(Beginning of Data provided)

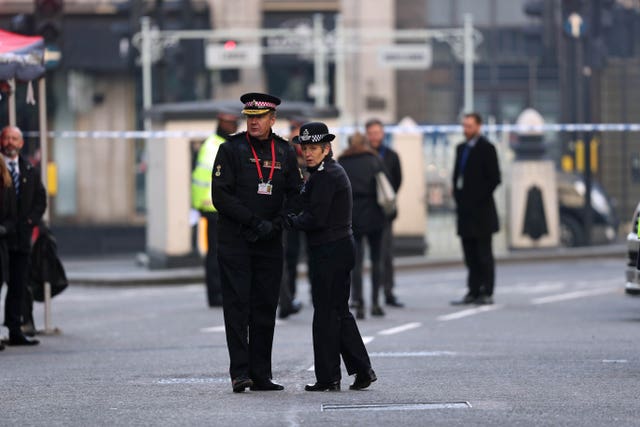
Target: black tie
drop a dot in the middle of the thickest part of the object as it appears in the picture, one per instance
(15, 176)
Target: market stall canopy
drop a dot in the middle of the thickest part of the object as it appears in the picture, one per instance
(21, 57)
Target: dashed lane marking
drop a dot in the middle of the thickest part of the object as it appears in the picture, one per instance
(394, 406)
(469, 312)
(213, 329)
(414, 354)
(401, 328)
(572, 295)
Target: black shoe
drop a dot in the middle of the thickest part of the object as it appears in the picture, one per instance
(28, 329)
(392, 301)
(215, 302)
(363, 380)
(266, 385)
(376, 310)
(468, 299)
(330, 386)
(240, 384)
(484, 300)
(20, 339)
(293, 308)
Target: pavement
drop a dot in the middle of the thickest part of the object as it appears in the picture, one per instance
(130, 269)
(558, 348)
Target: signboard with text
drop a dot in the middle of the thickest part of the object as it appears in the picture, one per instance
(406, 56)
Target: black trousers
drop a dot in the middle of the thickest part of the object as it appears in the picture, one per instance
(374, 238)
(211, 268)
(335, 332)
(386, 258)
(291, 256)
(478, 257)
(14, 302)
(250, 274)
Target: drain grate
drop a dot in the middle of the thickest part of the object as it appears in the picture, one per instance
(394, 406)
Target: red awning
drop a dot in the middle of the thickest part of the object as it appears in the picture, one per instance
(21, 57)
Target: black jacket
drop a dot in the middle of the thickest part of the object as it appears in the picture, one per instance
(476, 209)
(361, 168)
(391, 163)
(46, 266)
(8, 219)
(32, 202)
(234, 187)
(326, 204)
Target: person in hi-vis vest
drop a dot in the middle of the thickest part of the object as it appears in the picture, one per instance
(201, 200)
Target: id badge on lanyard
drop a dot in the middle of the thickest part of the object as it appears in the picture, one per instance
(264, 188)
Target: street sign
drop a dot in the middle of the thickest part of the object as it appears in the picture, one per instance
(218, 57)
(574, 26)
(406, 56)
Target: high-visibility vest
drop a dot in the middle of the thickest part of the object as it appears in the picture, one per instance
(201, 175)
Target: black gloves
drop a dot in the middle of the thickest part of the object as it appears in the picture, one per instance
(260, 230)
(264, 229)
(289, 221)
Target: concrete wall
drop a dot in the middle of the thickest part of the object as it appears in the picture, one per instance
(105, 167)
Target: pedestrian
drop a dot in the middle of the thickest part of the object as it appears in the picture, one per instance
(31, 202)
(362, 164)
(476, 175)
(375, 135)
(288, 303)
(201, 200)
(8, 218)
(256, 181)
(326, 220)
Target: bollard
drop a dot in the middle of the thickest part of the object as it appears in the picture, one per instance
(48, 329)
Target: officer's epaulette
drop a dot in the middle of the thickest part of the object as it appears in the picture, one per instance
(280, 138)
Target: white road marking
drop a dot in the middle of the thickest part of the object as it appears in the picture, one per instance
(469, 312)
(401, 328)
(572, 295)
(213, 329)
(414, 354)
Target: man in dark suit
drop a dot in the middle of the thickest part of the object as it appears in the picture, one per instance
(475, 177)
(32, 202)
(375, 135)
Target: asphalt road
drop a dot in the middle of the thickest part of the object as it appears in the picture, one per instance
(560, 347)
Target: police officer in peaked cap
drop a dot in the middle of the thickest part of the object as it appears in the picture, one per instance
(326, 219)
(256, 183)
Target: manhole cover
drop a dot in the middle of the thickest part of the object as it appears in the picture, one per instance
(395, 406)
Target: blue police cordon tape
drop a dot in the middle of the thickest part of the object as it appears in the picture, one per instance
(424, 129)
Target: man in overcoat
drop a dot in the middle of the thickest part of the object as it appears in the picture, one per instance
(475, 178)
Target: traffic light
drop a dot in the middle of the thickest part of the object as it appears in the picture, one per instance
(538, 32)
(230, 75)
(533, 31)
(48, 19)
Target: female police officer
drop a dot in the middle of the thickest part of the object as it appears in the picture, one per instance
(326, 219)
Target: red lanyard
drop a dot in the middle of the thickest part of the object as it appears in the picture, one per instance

(End of Data provided)

→ Goal of the exercise
A word-for-word transcription of the listing is needed, minus its images.

→ Reply
Target: black tie
drop a dot in the middle of the thickest part of the object as it appears in the picture, one per instance
(15, 176)
Target: market stall canopy
drop a dot in the middle of the thickest part of the object as it appears in the picture, one per instance
(21, 57)
Target: dashed lane marking
drop a dot in the middle of the thickest part of the object as it appears in the picture, one per instance
(394, 406)
(469, 312)
(213, 329)
(414, 354)
(401, 328)
(572, 295)
Target: black shoe
drop a dot in the middle of the thickest part of the object as it appears in the picture, one per instance
(28, 329)
(392, 301)
(215, 302)
(363, 380)
(266, 385)
(376, 310)
(468, 299)
(330, 386)
(240, 384)
(484, 300)
(20, 339)
(293, 308)
Target: pavement
drop a dot in the middle of the thickest part of the object as it appears in the picture, one per instance
(130, 269)
(558, 348)
Target: signboard with text
drop a dot in the middle of the thickest part of the object as it appears in the picture, one per instance
(406, 56)
Target: black trousers
drop a dot in the middle of the thickest part of the object as it appears in the picture, one per instance
(374, 238)
(211, 268)
(335, 332)
(386, 258)
(291, 256)
(478, 257)
(14, 302)
(250, 274)
Target: drain grate
drop a dot in the middle of the thickest part of the object as it appears in the picture, one per instance
(394, 406)
Target: red awning
drop a dot in the middle of the thickest part of the object as it appears in the picture, one per instance
(21, 57)
Target: black jacket
drop a dot in the middle of the thickest part of the object as it appears in the picture, one per instance
(476, 209)
(361, 168)
(391, 163)
(46, 266)
(8, 219)
(32, 202)
(234, 187)
(326, 204)
Target: person in hi-vis vest
drop a dot in the middle of the thickest part of the object as it appears in the picture, one per instance
(201, 200)
Target: id badge on lanyard
drop a dot in the middle of the thickest part of the object as it appears in the picture, one per instance
(264, 188)
Target: street sign
drop a dot in the middle of the thickest part of the object as it appears in the picture, one per instance
(218, 57)
(574, 26)
(406, 56)
Target: high-visibility vest
drop a dot in the middle of the thickest part of the object as it appears in the picture, one per instance
(201, 175)
Target: black gloves
drop a dot in the middle of the thickest part of the object as it appears in the picture, one per instance
(260, 230)
(264, 229)
(289, 221)
Target: concrete wall
drop a dot in the middle of the thickest part of the object as it appears in the picture, one per instance
(105, 167)
Target: pedestrian
drop a dot in the middle of the thickest part of the object as it appears in the picture, one per instance
(31, 202)
(362, 164)
(476, 175)
(375, 135)
(288, 303)
(201, 200)
(8, 218)
(256, 181)
(326, 220)
Target: bollard
drop a dot in the middle of the thickest part of the object as it appears in the picture, one per instance
(48, 329)
Target: officer's epaulette
drop a dot in the middle of the thickest part of the object as it appears in the picture, one per instance
(280, 138)
Target: white road marking
drop a dot in the middle of the thickest part of the object as it appears in the picture, one per instance
(469, 312)
(401, 328)
(572, 295)
(213, 329)
(414, 354)
Target: man in dark suit
drop a dot in the middle of the thickest part of the object as it appears in the picture, one per instance
(475, 177)
(32, 202)
(375, 135)
Target: asphalt road
drop a dot in the middle of the thickest part of the object as it appears in the picture, one per instance
(560, 347)
Target: police officer in peaked cap
drop a dot in the middle of the thickest part of the object as it appears in the picture, one per instance
(326, 219)
(256, 183)
Target: manhole cover
drop a dot in the middle of the thickest part of the object as it appears in the picture, one per instance
(395, 406)
Target: blue police cordon tape
drop a dot in the middle of the thickest part of the object as it appears in the picture, one per instance
(424, 129)
Target: man in overcoat
drop a dot in the middle of the thickest part of the object as it appears in the picture, one per instance
(475, 178)
Target: traffic light
drop a dot in the middle of the thickest part of the object as it appears in the picture, one per instance
(538, 32)
(230, 75)
(533, 31)
(48, 19)
Target: female police officer
drop a dot in the middle of the thickest part of the object as it appears in the picture, one per instance
(326, 219)
Target: red lanyard
drop a dot in the middle of the thickest part of the object as it appears in the picture, one per instance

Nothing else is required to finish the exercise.